To-do list
• 1. Please reproduce the name-change article word for word, starting with "Others, including most" and going on through "actually on islands.".
• 2. List the alternative school names that students have offered, according to the name-change article.
• 3. According to the name-change article, why do most members of the Student Government Association's Executive Board want a broader description of the region in the school's name?

A proposal by University of South Carolina Beaufort officials to change the school's name has become a hot topic for students, playing a part in last week's elections for the student Senate.

"Everybody is just up in arms about it," said Luke Kerr-Dineen, student body president.

"It took a lot of students by surprise and caught a lot of people off-guard," said Chris Moyer, student body treasurer.

When the newly elected student Senate meets for the first time Friday, Kerr-Dineen said he expects one of its first agenda items will be a resolution on the issue.

Discussions about replacing the "Beaufort" in the name with a broader description of the region gained momentum this summer.

The university and its branding committee plan to decide later this month if it's worthwhile to move forward with market research to test the current name against new possibilities, said Lynn McGee, the university's vice chancellor for advancement.

Kerr-Dineen said students are divided on the issue.

Some, like Erica Moore and Darlene Casuga, like the name the way it is.

"What's the point?" Moore asked. "(USCB) is simple, it's easy and that's who we already are."

"I don't think it's necessary," Casuga said of the proposal. "They should just promote what's good about USCB and not focus on changing the name."

Others, including most members of the Student Government Association's Executive Board, see a need to broaden the school's appeal by developing a better description of the region, particularly since most classes are now offered at the campus in Bluffton.

"We're bigger than Beaufort now," said Taylor Mason, student body vice president.

But Kerr-Dineen said most students -- even those that support a name change -- are speaking out against the alternative presented by university officials: University of South Carolina Sea Islands.

He said some think the name is tacky while others call it misleading because the campuses aren't actually on islands.

He says the acronym -- USCSI -- is too similar to the name of the popular television series "CSI: Crime Scene Investigation."

Sea Island is also the name of a resort in Georgia, he said.

"It makes the school sound like a vacation," said student Whitney Tresvant. "We're not a Sandals resort. The tone totally changes."

But from a marketing perspective, student Erin Cothran thinks "Sea Islands" could entice more students to learn about the school.

"I think it has a nice ring to it," she said.

Cothran said many unfamiliar with the Lowcountry don't know what "Beaufort" means. But seeing the word "island" on a brochure might prompt potential students to give the school a chance, she said.

Some students have suggested alternatives to the "Sea Islands" name.

Vice Chancellor McGee said she is keeping a list of those suggestions and will present it to the branding committee for review.

Among the names students have offered are USC-Atlantic, USC-Lowcountry, USC-Palmetto Coast, USC-Southern and USC-Hilton Head.

A name change ultimately would have to be approved by the University of South Carolina's Board of Trustees and wouldn't take effect until at least next fall, McGee said. She said that organization would consider student input -- and probably request official statements from student leaders -- before making the decision.

Chancellor Jane Upshaw plans to meet with interested students Wednesday and Thursday, and McGee also has offered to talk to student groups about the reasons behind a name change.

McGee already met with the representatives of the Student Government Association and plans to talk to the student Senate this week.

Material supplied
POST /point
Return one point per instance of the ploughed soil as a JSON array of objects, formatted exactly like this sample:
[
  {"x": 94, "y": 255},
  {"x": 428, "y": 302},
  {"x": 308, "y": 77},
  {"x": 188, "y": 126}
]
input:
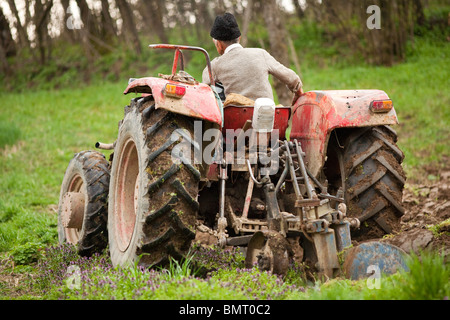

The answers
• 1.
Others, including most members of the Student Government Association's Executive Board, see a need to broaden the school's appeal by developing a better description of the region, particularly since most classes are now offered at the campus in Bluffton.

"We're bigger than Beaufort now," said Taylor Mason, student body vice president.

But Kerr-Dineen said most students -- even those that support a name change -- are speaking out against the alternative presented by university officials: University of South Carolina Sea Islands.

He said some think the name is tacky while others call it misleading because the campuses aren't actually on islands.

• 2. USC-Atlantic, USC-Lowcountry, USC-Palmetto Coast, USC-Southern, USC-Hilton Head

• 3. They see a need to broaden the school's appeal, particularly because most classes are now offered at the campus in Bluffton. As the student body vice president put it, "We're bigger than Beaufort now."